- **What is expected**:
Reproduce the records below verbatim, starting at the line that contains "Task: in the photo above, where can the wooden cabinet" and ending at the line that contains "x=254, y=247".

- **Material provided**:

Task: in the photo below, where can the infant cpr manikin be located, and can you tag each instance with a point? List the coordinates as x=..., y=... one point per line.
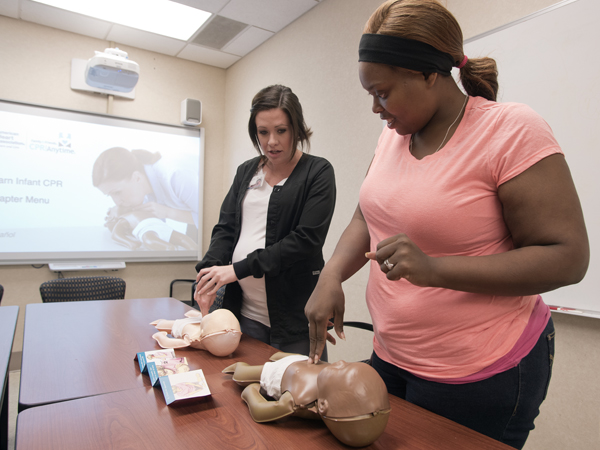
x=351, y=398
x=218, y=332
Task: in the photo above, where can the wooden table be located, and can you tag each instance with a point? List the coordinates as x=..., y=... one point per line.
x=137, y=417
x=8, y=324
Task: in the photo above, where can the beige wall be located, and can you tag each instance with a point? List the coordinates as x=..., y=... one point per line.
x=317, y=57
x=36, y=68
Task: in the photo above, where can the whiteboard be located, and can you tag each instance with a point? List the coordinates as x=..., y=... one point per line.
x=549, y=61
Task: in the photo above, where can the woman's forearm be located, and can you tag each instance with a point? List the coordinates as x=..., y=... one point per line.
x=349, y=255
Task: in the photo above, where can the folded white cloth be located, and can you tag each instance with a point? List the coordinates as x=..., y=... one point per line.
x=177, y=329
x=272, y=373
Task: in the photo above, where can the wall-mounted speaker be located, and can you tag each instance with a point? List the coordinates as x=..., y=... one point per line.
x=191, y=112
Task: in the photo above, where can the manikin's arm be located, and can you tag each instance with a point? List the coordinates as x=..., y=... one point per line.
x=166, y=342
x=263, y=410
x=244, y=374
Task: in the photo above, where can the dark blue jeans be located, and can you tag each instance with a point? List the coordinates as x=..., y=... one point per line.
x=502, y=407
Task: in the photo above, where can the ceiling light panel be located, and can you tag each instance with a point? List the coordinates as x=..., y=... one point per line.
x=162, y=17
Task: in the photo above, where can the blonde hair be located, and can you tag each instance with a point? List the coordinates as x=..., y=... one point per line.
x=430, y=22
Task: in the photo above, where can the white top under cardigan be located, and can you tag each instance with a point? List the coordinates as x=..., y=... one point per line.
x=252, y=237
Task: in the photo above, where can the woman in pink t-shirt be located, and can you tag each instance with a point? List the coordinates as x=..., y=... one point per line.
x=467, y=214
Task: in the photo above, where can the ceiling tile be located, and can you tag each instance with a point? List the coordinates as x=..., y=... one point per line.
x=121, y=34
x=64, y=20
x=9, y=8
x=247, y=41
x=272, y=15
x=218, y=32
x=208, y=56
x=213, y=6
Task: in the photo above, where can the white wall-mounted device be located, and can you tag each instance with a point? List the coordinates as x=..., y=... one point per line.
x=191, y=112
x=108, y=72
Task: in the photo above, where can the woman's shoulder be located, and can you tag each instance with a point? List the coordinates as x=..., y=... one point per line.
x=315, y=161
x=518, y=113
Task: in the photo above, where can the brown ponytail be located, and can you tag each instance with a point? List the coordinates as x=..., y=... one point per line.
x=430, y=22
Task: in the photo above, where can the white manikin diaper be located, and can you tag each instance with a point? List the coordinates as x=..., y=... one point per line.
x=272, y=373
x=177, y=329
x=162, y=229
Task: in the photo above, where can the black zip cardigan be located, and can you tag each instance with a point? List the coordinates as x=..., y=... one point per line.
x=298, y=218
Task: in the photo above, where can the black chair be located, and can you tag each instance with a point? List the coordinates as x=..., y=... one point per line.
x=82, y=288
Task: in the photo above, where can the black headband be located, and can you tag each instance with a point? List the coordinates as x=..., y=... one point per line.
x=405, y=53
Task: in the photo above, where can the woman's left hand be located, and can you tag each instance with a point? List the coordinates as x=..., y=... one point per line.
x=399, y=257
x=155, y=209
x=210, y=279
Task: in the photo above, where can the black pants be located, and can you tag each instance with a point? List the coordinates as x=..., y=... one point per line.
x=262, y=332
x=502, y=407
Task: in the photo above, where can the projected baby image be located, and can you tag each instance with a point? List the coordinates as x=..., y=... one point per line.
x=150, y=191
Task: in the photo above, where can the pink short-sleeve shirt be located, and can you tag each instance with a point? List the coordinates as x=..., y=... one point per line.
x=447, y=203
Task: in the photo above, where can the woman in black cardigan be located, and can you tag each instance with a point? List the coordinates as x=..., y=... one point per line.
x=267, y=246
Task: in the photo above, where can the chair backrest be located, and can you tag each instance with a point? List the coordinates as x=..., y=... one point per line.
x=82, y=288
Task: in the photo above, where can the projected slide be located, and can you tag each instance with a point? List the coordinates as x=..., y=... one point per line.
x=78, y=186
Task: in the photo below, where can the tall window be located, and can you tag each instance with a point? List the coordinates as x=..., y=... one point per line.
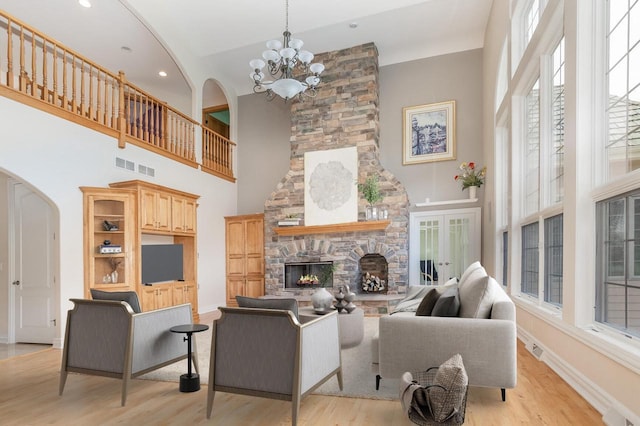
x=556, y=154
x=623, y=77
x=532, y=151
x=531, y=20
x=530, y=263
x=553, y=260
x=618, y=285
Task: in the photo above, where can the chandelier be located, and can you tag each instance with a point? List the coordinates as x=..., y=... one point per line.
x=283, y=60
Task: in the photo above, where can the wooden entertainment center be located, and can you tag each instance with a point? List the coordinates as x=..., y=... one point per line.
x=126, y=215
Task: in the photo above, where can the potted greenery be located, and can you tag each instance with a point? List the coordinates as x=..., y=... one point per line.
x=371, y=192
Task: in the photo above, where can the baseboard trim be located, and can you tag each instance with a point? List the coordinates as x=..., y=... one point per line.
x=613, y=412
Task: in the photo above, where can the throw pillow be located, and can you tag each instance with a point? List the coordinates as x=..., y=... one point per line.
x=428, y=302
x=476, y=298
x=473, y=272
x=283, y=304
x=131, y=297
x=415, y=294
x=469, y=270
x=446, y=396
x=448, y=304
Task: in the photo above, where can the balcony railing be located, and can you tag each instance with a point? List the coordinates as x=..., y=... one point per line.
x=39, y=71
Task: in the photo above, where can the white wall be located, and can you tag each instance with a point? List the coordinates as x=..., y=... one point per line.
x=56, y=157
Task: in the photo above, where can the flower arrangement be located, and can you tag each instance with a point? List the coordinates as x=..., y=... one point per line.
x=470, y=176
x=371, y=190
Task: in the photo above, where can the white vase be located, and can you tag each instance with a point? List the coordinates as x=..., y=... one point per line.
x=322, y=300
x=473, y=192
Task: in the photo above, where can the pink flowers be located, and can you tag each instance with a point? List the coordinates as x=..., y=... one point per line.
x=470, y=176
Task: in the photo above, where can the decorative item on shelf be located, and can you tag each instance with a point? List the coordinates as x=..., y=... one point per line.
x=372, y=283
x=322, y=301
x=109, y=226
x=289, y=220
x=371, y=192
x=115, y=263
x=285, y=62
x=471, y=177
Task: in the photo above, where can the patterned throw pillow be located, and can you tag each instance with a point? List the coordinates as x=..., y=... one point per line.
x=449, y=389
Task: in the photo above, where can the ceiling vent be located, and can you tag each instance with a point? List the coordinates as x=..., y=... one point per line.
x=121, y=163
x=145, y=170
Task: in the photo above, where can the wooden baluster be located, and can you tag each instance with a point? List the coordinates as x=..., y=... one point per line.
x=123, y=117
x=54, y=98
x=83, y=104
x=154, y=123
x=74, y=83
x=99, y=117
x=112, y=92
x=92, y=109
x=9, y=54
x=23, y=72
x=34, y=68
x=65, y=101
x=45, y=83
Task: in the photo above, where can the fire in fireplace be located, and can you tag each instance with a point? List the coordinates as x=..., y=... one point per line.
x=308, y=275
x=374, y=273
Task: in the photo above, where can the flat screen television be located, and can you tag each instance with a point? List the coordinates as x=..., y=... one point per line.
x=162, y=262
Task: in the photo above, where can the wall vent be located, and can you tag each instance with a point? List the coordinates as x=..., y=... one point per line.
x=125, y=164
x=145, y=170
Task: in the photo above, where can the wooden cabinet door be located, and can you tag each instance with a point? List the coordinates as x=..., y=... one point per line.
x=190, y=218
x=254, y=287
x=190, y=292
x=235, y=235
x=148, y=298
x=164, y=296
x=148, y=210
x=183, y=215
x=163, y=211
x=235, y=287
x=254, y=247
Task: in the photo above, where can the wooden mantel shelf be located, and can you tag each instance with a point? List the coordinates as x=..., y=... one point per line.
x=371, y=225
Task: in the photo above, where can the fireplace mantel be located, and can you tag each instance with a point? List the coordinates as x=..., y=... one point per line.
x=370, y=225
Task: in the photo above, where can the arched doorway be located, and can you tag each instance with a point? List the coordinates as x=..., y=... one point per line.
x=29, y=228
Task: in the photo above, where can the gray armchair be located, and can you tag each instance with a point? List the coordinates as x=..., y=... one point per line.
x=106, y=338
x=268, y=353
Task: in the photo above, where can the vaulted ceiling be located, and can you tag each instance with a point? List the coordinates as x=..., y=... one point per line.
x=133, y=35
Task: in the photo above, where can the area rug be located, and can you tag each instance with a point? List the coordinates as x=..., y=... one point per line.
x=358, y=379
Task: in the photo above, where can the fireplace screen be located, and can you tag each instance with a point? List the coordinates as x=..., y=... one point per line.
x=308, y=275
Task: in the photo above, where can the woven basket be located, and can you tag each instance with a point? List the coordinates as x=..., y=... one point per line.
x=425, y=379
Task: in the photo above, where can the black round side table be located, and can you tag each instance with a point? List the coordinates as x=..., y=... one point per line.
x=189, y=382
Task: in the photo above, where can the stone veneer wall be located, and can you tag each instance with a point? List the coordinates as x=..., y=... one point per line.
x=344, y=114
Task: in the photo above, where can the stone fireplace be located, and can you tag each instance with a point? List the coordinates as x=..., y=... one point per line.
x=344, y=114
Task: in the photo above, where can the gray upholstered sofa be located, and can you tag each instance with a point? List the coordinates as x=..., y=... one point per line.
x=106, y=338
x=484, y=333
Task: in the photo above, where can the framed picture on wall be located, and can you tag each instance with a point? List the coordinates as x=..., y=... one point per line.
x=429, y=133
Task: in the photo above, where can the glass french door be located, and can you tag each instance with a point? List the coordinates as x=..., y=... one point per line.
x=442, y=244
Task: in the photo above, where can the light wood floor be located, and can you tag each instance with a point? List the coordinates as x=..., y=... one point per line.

- **Task result**:
Task: in the photo above, where can the wooden cabinet door be located, and can you tag each instance with a point? List the coordinates as x=..., y=... one point per line.
x=190, y=218
x=254, y=287
x=190, y=292
x=235, y=235
x=148, y=298
x=164, y=296
x=148, y=210
x=183, y=215
x=163, y=211
x=235, y=287
x=254, y=247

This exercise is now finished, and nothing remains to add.